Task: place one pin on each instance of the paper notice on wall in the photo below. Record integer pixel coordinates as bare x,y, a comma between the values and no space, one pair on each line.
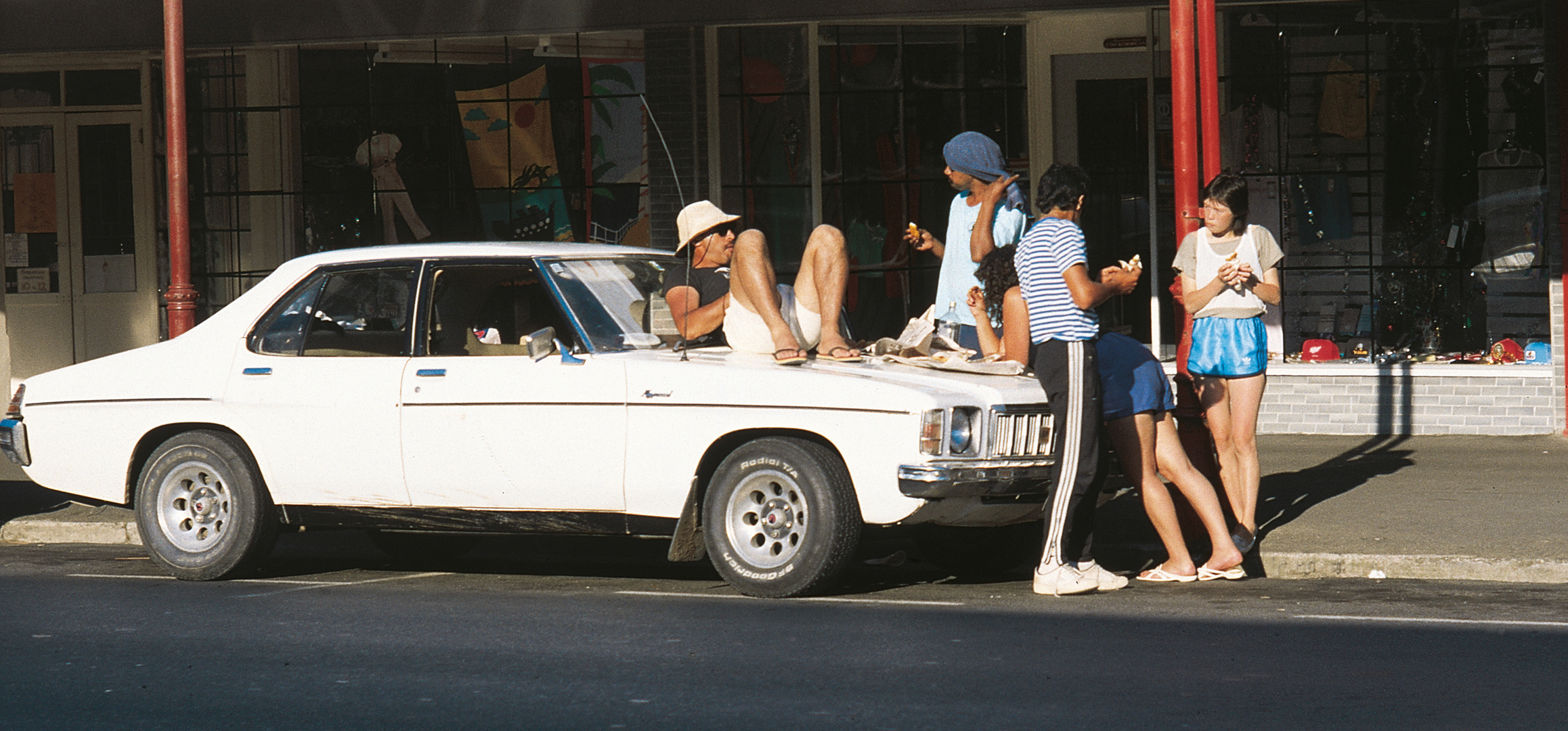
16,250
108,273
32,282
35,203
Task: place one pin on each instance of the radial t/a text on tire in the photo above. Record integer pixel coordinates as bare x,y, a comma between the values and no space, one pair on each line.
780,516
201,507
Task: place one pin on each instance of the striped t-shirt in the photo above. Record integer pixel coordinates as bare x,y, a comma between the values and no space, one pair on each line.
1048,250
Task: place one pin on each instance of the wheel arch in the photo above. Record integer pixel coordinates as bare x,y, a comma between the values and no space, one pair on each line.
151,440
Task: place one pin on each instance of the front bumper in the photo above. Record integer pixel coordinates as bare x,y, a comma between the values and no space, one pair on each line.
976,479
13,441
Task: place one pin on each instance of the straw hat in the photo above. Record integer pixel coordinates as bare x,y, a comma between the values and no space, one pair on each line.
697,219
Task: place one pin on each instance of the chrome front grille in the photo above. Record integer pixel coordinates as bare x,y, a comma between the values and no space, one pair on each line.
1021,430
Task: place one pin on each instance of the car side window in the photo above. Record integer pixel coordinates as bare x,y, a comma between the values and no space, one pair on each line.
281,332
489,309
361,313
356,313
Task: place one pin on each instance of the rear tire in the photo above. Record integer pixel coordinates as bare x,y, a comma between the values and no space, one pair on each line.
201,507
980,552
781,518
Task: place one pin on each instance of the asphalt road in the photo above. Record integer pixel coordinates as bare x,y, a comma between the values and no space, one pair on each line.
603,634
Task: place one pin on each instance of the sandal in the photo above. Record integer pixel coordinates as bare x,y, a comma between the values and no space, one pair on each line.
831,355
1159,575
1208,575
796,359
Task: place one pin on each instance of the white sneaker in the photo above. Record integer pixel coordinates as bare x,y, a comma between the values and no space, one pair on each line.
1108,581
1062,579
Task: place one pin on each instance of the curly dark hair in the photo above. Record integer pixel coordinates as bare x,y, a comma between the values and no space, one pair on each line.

# [Exercise prompt]
Return every record exactly, leaving out the pictures.

# [Task answer]
Task: place one pin on each instance of the paper notice on wall in the photo below. Record integer pixel coordinates as bare x,y, a comma between the values and no space, one pair on each line.
16,250
108,273
32,282
35,203
Task: place one pin on each instance of the radial t/a text on tire in the photo above. Record integer pixel coordinates as bare x,y, a comma between the values and no space, one pair on each line.
780,516
201,507
Task: place one pin on each instance of the striped t-shirt in the photo above. Record integer pixel coordinates as bare x,y, a comma between the values and no space, one pair on each line.
1048,250
Task: place one pin on each instance of the wheel arch in the photo above. Record integer pixel coordinates as bare x,y, a comma between the values and no space, one pair on each line.
151,440
Task: place one pin on each instance of the front bumper in the photo above. Record integer pixel coordinates as bare x,y, a comma between the values and no space, one pair on each line.
976,479
13,441
Task: place one pin on each instance of the straw hat in the photo above. Record integer pixel coordinates as bare x,y, a comma between the values and no space, one pair on each line.
697,219
Task: place one pin on each instance of the chrome front grille in the photo above. Record integer pixel coordinates as bare x,y, a comma between the values and no space, one pair on each line.
1021,430
Task: place one pin on each instance of the car side window in the photo above. Record integer pixel coordinates as bare x,y, a comma between the values and no space, one pair on each line.
281,332
489,309
361,313
356,313
Task: place one pin on each instance of the rear tire in the photo above. Record integer pixel coordinates as bare x,y, a comma between the values and no space, one pair on each line.
201,507
980,552
781,518
Task: place one pin on each instance of the asphalt road in the photo above. Record integer pixel coordinates as bare x,y, a comma between the values and no space, one pair on each line.
603,634
Task: place one pin on each instance of the sandal in the photo above. Record integer pixel coordinates as bare x,y, a comma between the values and no space, one pair on each line.
831,355
1159,575
1208,575
796,359
Task: place one pin on each instance of the white sneaker in the photo above. Record integer pixel coordinates as bare x,y, a comma between the values and no space, one pair on each line.
1108,581
1062,579
Task: place one pin on each instance of the curly dark hair in the photo above. Record integer pixel coordinates as bare x,y, a comma between the values and no space, one pair on each line.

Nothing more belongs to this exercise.